··· Extracted text ···

Type
Article
Title
Catching up with big fish in the big pond? Multi-level network analysis through linked design
In
Social Networks
Author(s)
LAZEGA Emmanuel - Institut de Recherche Interdisciplinaire en Sciences Sociales (IRISSO) (Author)
JOURDA Marie-Thérèse - Centre d'Etudes Politiques de l'Europe Latine (Author)
MOUNIER Lise - Centre Maurice Halbwachs (Author)
STOFER Rafaël - Université Paris-Dauphine (Author)
Editor
NL : Elsevier B.V.
Volume
30
Number
2
Pages
159 - 176 p.
ISSN
03788733
Keywords
Multi-level networks, Meso-sociology, Linked design, Duality, Fish/pond
Abstract
EN
This article contributes to the study of “duality” [Breiger, R., 1974. The duality of persons and groups. Social Forces 53, 181–190] in social life. Our study explores multi-level networks of superposed and partially connected interdependencies, the first being inter-organizational, the second inter-individual. We propose a method of structural linked design as an articulation for these levels. First, we examine separately the complete networks at each level. Second, we combine the two networks in relation to one another using systematic information about the membership of each individual in the first network (inter-individual) to one of the organizations in the second network (inter-organizational), as in bipartite networks. This dual positioning, or the linked design approach, is carried out in an empirical study examining performance variations within the “elite” of French cancer researchers in 1999. By looking at measures of centrality, we identify the actors that these top researchers consider as central or peripheral at the inter-individual level (the big and the little fish among the elite), and the laboratories that the research directors consider as central or peripheral at the inter-organizational level (the big and the little ponds among all the laboratories conducting cancer research in France at that time). In addition to the rather trivial report of the competitive advantage of big fish in big ponds (particularly because of the advantage of size for laboratories in this field), we use measurements of scientific performance to identify “catching up” strategies that the smallest fish use in this system. We suggest that this method offers new insights into the duality and multi-level dimension of complex systems of interdependencies, and also into the ways in which actors manage these interdependencies. We believe that it adds a new dimension to the sociological exploration of the determinants of performance, of meso-level phenomena such as opportunity structures and institutional change, or of macro-level phenomena such as social inequalities.

···

According to the article record, which group of researchers does the empirical study examine, and in what year?

··· Data ···

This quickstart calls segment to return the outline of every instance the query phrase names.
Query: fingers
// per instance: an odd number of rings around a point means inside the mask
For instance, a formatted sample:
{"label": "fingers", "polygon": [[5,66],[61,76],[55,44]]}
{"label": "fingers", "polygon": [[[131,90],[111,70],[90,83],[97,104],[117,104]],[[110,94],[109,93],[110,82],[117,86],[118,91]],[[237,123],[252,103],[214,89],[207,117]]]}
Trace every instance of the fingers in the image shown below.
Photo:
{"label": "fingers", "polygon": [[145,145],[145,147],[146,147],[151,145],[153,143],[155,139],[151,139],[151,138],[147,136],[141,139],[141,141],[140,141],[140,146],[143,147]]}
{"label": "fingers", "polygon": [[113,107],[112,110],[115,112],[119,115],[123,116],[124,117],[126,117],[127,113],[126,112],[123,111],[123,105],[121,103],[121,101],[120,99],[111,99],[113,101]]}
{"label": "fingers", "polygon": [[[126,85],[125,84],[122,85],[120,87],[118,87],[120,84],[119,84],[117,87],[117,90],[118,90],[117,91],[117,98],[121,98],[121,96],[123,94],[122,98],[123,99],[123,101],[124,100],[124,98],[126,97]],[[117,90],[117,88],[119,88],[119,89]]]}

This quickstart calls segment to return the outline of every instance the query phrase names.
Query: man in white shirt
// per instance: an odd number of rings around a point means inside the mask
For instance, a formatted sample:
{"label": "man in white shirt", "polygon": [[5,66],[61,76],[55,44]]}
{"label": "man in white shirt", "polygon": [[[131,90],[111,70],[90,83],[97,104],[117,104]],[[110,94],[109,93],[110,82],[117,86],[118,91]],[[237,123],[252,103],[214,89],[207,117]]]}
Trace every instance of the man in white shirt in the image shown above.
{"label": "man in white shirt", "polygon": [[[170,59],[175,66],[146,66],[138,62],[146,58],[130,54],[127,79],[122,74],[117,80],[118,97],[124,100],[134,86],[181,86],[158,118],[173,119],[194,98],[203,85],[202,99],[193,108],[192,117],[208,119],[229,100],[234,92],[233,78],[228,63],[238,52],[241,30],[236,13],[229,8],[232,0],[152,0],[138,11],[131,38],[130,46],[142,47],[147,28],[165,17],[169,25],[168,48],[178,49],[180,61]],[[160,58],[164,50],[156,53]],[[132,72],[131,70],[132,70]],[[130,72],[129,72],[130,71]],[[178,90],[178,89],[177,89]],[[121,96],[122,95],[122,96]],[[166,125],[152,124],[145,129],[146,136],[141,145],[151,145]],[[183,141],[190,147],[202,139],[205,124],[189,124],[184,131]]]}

···

* **Expected answer**
The elite of French cancer researchers in 1999.